◆ **Приведённый текст**
══════════

К чему это я? А к тому, что пишется-то «Импровизатор», а произносится – «Поэт» :) Да, Импровизатор – он же поэт, впрочем, не совсем. Это поэт, выступающий под гитару, то есть некто вроде барда, или, если бы можно было так сказать – автор авторской песни. Но и тут есть нюанс, поскольку ремесло импровизатора подразумевает постоянные экспромты – ему задают тему, и он тут же должен выдать вам стихи под музыку. Ну, как если бы вы попросили Высоцкого исполнить что-нибудь «про лошадей», а он вам в ответ - «Кони привиредливые», причем эта песня была бы сочинена тут же, прямо на ваших глазах. В общем, импровизатор - это импровизатор, по-другому и не скажешь:) И все-таки поэт прежде всего, во всяком случае сам Антонио употребляет эти два слова фактически синонимично.

По дороге домой он и матушка весело разговаривали о славном импровизаторе — так назвали они крестьянина, распевавшего такие забавные песни.
— Антонио! — сказал мне Федериго, — что ж ты не ответил ему импровизацией? Ты ведь у нас тоже маленький поэт! Тебе надо учиться излагать свои речи стихами!
Теперь я понял, что такое поэт: это тот, кто умеет красиво воспевать все, что чувствует и видит. Вот-то весело, да и нетрудно! Будь только у меня гитара!

Вот мы уже и до главного героя добрались. Кто такой Антонио? Впрочем, он скажет сам за себя:

Да, все мужчины были так не похожи на меня! Неужели Санта права, неужели я только «поэтическая фигура»?

Итак, как и подобает поэту, Антонио – не человек, а поэтическая фигура. С детства он был предназначен для духовного звания, да и стал впоследствии аббатом, но, по некоторым причинам, вынужден жить в миру. Это, кстати, одна из важных тем романа – соприкосновение мирского и духовного (церковного). Однако, нельзя сказать, чтобы в романе ставился вопрос: церковь или мир? И, выбирая ремесло импровизатора, Антонио вовсе не отвергает церкви:

— Лучше всего будет мне пойти в монастырь! — сказал я. — К этому ведь и готовила меня судьба! И что мне осталось теперь в мире? Я ведь только поэтическая фигура, а не человек, как все! Да, только в лоне церкви обрету я приют и мир!

Вообще, возможно, именно в этом и состоит главный недостаток романа – ни один вопрос не ставится в нем достаточно ясно. И, если бы я захотел рассказать: «о чем же этот роман?» то был бы вынужден в большей степени акцентировать внимание на конкретных событиях из жизни Антонио, на том, что с ним случилось (вот он учится в иезуитской коллегии, вот он сводит дружбу со славным задиристым Бернардо, вот он готовится к своему первому выступлению на публике, вот он влюбляется). Но и тут я не уверен, такой ли уж это недостаток... И все-таки, даже, например, антагонизм поэта и не понимающей его великосветской публики в романе представляет собой не более чем жизненный эпизод:

Мое непосредственное чувство заставляло меня описывать только то, что я пережил сам. Материалы для описания пастушеской жизни Давида дала мне моя собственная жизнь в Кампанье.
— Да ведь это ты сам! — воскликнула Франческа. — Ты описал самого себя в Кампанье!

══════════

Записи набора данных для указания точек

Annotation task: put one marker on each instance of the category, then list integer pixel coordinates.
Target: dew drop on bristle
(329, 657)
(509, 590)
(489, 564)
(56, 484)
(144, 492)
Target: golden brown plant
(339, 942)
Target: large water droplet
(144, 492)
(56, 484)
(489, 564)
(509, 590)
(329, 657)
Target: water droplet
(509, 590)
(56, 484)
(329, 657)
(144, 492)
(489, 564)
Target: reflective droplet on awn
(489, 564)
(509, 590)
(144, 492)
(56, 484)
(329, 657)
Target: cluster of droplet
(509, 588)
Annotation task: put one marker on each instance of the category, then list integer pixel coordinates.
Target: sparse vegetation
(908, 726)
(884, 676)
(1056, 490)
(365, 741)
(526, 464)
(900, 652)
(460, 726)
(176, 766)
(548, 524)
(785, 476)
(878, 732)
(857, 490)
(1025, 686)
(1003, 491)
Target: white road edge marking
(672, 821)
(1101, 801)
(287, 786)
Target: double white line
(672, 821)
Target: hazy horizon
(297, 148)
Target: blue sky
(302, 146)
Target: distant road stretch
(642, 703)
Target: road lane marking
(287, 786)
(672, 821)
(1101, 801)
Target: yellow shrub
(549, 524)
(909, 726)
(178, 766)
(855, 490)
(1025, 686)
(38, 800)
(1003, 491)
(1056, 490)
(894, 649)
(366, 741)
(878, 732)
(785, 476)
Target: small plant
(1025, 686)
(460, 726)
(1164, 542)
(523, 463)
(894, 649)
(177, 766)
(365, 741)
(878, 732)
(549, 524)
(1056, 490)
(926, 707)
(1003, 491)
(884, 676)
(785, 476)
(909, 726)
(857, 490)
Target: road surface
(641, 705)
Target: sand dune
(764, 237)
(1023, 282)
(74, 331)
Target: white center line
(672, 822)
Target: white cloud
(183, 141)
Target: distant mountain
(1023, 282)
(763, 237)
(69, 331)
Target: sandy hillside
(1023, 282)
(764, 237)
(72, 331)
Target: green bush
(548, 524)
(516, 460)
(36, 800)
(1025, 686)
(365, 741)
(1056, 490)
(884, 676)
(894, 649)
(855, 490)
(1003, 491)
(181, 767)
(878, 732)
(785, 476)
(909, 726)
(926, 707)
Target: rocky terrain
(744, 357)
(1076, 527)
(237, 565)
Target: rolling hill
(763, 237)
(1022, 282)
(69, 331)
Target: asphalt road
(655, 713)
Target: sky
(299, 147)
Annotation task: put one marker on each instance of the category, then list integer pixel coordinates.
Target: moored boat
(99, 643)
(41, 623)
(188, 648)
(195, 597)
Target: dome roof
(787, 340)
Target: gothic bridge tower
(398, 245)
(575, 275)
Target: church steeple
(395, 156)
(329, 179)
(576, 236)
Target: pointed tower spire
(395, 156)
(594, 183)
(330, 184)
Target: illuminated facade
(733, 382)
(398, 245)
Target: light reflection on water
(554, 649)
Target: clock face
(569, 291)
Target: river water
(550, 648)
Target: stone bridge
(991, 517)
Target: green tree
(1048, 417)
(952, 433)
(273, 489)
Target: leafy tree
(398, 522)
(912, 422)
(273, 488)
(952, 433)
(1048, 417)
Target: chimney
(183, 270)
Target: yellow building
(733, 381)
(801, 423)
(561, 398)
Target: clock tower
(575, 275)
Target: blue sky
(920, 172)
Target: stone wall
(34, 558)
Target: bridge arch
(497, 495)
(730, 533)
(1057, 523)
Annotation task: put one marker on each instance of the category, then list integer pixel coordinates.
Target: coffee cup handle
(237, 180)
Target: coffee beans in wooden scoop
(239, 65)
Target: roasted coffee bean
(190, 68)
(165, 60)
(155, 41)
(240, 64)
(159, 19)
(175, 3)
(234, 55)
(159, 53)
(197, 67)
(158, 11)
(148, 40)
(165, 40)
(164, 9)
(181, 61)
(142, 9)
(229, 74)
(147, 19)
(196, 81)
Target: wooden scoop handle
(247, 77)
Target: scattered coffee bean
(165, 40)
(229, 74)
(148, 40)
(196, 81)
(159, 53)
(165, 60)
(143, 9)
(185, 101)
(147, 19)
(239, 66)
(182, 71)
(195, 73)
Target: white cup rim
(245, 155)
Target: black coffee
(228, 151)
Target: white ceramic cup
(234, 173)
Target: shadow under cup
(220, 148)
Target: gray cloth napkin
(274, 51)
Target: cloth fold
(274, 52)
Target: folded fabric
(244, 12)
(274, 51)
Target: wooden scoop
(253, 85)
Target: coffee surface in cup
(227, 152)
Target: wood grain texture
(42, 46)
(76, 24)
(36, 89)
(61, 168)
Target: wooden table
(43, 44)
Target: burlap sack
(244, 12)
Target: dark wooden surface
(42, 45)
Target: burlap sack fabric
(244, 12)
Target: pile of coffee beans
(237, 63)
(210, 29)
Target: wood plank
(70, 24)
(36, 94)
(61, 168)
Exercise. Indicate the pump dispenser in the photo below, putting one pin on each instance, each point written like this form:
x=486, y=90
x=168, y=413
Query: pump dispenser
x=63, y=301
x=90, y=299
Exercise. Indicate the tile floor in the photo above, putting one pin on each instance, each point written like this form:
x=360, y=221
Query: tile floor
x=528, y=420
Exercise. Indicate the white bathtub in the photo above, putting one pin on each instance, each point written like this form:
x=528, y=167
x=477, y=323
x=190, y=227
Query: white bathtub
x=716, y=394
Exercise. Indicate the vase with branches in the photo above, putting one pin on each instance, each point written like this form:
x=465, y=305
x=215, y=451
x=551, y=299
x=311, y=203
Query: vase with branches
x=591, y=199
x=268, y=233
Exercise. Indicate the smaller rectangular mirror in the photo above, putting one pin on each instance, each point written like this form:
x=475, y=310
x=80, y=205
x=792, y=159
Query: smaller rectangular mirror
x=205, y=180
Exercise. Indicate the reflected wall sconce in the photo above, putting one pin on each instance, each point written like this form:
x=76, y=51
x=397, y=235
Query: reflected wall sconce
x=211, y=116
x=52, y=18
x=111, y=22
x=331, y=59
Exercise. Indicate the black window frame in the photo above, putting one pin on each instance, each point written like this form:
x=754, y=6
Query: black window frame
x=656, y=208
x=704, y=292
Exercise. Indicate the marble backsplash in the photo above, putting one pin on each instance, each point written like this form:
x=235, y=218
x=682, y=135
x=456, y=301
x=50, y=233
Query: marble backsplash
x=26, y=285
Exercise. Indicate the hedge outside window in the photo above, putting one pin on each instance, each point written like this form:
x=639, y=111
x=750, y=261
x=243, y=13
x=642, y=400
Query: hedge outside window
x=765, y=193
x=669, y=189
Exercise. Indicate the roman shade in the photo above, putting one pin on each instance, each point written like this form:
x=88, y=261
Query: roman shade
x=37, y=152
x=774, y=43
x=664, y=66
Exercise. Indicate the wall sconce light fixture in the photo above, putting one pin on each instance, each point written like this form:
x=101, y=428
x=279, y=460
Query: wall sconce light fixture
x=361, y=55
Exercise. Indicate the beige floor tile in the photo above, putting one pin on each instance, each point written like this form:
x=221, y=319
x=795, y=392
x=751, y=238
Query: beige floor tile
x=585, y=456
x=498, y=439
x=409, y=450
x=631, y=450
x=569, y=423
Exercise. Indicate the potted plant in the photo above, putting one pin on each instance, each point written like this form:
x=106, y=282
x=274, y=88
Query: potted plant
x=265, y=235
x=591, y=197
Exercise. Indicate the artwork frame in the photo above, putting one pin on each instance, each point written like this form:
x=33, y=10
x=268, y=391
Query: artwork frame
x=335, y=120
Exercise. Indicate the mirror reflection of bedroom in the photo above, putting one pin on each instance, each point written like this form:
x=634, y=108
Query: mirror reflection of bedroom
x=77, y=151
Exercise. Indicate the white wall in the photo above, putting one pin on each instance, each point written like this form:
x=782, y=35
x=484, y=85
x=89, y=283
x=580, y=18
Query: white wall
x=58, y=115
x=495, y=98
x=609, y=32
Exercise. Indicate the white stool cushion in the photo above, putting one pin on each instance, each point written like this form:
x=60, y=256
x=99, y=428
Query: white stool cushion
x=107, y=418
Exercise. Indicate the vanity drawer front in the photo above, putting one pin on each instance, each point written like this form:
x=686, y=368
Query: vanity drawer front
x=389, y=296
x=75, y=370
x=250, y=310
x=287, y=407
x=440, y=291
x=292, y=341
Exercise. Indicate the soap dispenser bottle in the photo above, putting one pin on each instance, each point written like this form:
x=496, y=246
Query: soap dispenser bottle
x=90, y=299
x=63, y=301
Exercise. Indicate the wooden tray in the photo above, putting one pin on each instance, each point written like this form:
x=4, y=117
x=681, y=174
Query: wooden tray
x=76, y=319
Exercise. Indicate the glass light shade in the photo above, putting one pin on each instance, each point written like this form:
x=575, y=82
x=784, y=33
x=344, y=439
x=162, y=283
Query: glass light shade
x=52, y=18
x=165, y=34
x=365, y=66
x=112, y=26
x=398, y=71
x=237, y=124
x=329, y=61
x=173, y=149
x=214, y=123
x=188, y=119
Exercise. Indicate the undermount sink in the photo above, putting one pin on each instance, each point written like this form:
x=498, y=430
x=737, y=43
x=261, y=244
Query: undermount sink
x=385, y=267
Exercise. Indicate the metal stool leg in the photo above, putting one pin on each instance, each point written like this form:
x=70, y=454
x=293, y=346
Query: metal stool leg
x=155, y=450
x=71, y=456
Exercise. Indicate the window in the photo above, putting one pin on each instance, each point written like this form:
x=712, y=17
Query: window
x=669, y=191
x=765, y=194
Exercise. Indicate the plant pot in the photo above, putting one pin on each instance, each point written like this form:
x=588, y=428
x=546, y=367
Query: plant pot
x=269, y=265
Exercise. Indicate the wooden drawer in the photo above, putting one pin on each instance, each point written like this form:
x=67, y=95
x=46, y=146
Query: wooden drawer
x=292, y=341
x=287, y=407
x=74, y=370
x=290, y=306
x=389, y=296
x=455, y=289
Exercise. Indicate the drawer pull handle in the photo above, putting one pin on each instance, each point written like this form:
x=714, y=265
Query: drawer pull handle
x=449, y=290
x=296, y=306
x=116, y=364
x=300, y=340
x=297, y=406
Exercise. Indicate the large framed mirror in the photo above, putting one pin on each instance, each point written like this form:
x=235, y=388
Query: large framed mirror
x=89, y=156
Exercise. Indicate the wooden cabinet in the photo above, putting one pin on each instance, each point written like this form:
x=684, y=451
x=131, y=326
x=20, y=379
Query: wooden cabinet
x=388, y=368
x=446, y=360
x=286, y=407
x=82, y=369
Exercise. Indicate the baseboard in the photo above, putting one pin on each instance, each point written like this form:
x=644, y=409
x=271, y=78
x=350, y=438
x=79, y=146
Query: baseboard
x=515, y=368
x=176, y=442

══════════

◆ **Задание**
Кем впоследствии стал Антонио, по словам текста о романе «Импровизатор»? Отвечайте, опираясь только на текст.

◆ **Решение задания**
Антонио впоследствии стал аббатом.